Ultra-sensitive detection of mutant KRAS in circulating tumor DNA predicts survival in resectable pancreatic adenocarcinoma
Ultra-sensitive blood testing catches more actionable mutations in early pancreatic cancer, identifying high-risk patients who might benefit from stronger treatment before surgery.
Ultra-deep KRAS sequencing of ctDNA at ≥100,000x depth identified 46% more actionable mutations in early-stage pancreatic cancer compared to standard methods, and was the only approach that significantly predicted overall survival (HR 3.13) in this difficult-to-detect cancer. This technique may enable earlier identification of high-risk localized PDAC patients who could benefit from treatment intensification before or after surgery.
What the study was
- Study design
- Prospective single-center translational cohort
- Population
- Patients with non-metastatic (resectable/borderline resectable) pancreatic adenocarcinoma (PDAC) prior to treatment
- Sample size
- 45
- Category
- Early Detection
- Maturity
- Exploratory
- Journal
- Frontiers in Oncology
Why it surfaced
EARLY_CANCER_DETECTION flag triggers HIGH priority; ultra-deep liquid biopsy for one of the hardest-to-detect cancers (PDAC 5-year survival ~12%); 46% detection gain over standard method; OS prediction HR 3.13 is clinically meaningful; Northwestern University group, PMC open access.

──────

Task goal:
Answer these from the pancreatic cancer study summary above:
1. How many patients were in the sample?
2. What hazard ratio for overall survival did the ultra-deep sequencing approach give?
3. Which journal published the study?

──────

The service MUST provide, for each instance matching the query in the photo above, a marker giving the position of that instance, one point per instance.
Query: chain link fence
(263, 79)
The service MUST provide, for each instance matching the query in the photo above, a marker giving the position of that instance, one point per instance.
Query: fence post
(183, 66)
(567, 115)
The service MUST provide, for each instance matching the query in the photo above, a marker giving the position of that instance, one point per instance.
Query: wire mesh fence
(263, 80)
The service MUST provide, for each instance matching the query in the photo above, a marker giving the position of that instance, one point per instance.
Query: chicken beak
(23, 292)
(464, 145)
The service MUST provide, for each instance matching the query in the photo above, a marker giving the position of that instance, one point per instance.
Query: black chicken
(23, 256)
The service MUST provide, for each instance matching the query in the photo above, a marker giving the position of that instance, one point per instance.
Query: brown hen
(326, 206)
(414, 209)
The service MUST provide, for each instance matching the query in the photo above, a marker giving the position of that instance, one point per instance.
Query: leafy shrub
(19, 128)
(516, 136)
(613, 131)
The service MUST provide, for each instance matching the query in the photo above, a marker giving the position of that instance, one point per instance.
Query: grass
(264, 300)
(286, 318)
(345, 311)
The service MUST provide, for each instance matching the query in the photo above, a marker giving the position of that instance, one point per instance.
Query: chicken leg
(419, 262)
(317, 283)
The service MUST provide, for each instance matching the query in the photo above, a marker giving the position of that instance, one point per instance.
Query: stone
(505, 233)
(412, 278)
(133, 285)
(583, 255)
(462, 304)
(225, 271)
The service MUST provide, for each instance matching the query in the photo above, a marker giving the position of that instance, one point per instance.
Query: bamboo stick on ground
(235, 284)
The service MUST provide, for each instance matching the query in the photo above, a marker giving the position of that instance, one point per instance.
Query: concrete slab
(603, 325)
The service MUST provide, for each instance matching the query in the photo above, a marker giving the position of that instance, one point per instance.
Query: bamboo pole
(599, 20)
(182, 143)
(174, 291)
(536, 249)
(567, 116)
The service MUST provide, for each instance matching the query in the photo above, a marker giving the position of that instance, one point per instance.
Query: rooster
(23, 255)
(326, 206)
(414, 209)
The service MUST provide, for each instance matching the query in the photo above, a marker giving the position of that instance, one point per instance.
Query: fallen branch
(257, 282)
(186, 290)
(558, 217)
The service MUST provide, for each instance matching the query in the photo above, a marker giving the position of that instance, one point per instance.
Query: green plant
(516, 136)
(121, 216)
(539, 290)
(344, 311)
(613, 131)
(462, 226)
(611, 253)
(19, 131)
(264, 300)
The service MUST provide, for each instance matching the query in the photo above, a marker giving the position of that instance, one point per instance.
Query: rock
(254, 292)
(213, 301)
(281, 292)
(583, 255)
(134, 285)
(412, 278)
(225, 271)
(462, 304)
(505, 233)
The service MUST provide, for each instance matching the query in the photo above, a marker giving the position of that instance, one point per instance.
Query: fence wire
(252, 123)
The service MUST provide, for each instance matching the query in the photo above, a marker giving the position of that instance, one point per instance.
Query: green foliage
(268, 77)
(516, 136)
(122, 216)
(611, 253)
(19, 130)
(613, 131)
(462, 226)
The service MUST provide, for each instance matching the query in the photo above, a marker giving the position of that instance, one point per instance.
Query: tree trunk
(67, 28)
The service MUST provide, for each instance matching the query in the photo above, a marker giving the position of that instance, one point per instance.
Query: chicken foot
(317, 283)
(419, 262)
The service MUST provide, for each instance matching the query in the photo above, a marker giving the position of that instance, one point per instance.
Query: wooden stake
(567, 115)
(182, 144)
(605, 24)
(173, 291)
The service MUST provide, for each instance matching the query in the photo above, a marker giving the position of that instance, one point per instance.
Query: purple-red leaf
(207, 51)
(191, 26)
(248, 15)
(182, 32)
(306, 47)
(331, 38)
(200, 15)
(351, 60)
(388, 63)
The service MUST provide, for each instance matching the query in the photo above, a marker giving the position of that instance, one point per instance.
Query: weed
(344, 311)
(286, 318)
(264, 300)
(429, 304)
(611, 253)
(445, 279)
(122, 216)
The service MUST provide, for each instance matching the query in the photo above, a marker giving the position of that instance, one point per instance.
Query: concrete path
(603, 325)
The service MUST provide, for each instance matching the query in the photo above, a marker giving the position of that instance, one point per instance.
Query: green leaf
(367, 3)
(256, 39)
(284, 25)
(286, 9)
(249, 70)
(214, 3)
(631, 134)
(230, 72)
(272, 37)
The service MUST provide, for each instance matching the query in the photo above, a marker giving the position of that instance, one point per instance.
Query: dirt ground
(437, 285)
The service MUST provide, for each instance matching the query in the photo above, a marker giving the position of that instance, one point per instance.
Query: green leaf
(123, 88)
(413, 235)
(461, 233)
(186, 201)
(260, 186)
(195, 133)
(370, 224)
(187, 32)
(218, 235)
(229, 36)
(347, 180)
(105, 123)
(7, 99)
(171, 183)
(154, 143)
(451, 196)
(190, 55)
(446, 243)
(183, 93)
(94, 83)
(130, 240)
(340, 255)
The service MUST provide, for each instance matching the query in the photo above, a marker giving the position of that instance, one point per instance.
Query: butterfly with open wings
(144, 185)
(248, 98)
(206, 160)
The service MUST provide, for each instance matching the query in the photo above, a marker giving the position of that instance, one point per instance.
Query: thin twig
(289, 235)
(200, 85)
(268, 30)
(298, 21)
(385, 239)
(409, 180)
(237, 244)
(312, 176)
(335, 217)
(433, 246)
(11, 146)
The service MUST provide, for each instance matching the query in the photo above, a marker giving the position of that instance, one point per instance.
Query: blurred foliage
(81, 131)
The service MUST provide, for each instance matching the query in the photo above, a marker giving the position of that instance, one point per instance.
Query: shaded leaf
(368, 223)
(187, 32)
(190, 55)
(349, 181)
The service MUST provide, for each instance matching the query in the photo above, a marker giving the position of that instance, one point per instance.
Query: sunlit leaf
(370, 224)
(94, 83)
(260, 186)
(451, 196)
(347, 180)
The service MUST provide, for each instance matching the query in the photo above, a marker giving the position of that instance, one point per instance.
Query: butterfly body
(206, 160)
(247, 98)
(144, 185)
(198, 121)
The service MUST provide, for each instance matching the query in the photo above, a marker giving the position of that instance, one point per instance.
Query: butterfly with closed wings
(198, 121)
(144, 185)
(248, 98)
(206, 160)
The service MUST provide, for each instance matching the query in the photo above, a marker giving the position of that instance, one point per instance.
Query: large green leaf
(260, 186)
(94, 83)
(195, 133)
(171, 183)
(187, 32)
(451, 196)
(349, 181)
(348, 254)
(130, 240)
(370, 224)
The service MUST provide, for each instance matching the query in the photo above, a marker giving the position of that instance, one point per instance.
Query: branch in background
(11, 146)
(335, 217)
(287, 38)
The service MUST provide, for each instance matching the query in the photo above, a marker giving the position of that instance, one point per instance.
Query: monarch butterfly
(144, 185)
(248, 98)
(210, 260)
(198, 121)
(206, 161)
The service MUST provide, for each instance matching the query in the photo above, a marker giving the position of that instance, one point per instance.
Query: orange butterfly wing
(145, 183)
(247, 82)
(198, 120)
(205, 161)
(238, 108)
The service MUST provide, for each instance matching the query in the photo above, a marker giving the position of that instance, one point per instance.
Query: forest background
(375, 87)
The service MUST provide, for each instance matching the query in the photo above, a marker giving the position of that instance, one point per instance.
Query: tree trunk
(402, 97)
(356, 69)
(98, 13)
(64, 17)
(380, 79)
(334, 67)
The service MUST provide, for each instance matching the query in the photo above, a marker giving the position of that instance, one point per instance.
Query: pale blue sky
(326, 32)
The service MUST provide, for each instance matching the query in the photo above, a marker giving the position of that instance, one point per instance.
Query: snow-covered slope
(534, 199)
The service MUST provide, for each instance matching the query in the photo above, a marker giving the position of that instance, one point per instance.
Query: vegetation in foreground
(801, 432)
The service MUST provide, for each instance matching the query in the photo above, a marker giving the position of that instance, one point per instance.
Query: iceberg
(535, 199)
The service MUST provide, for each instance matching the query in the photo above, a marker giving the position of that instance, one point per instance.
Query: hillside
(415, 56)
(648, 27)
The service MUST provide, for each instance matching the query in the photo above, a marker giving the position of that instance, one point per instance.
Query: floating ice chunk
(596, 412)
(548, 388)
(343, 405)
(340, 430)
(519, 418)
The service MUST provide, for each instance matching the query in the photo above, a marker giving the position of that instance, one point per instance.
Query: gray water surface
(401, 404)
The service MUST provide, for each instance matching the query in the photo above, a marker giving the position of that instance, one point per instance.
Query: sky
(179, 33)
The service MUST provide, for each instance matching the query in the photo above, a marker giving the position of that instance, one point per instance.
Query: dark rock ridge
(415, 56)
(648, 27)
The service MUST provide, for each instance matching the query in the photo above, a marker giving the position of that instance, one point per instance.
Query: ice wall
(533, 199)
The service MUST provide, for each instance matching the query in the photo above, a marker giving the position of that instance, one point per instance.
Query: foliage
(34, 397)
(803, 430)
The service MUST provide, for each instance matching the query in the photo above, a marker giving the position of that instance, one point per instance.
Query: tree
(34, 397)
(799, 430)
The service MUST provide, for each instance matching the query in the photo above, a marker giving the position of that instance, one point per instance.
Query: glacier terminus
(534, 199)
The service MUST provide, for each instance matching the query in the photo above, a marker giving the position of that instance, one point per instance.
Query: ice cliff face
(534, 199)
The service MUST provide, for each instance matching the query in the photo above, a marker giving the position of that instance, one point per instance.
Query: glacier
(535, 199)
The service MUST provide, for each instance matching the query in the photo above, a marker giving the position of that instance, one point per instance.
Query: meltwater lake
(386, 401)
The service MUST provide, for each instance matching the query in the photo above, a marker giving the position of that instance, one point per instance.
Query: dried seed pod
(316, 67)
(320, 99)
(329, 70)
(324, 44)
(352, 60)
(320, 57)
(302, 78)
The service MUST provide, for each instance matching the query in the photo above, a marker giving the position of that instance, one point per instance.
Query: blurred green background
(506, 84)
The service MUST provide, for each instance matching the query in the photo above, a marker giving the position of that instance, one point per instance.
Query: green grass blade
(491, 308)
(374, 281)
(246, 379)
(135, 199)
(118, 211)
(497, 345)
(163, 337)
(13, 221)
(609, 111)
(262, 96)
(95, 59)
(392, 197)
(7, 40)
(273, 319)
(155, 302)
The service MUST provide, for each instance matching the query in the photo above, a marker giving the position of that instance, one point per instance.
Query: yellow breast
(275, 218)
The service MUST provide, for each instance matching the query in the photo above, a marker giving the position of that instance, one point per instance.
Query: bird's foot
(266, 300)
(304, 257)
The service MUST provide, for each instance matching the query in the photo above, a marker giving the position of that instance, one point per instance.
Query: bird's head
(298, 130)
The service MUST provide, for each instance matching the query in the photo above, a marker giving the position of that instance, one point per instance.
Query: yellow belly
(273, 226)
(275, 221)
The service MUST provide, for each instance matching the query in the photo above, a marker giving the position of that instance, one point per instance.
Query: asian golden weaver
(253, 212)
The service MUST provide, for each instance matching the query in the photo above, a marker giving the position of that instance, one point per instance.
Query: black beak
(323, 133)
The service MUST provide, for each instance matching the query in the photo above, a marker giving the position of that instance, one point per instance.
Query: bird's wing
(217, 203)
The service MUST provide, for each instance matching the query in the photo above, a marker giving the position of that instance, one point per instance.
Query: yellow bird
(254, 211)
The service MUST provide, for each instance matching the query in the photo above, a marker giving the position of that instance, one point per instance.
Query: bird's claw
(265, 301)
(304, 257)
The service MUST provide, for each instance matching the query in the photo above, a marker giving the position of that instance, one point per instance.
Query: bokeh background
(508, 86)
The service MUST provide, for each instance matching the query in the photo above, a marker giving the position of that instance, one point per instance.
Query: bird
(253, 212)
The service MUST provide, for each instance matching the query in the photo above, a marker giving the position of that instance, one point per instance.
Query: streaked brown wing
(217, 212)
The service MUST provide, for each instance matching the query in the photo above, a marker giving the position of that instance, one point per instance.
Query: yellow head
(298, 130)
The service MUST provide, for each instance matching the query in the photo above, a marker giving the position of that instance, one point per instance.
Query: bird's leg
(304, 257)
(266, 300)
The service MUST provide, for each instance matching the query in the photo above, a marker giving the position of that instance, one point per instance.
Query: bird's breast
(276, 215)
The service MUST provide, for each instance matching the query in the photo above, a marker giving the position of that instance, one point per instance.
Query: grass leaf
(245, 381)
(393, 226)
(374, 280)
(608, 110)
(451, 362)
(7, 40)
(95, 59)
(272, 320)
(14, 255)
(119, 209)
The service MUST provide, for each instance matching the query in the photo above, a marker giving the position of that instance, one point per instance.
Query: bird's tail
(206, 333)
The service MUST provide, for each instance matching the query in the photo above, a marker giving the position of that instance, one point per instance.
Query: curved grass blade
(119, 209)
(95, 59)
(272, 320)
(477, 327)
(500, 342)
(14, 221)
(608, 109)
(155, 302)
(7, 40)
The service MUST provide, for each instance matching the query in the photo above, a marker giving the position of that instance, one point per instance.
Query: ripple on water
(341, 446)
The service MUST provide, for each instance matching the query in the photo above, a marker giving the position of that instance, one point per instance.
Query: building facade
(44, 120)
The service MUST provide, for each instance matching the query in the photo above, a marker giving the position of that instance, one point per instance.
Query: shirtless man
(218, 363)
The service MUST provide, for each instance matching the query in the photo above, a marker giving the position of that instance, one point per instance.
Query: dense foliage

──────

Answer to the problem:
1. 45
2. 3.13
3. Frontiers in Oncology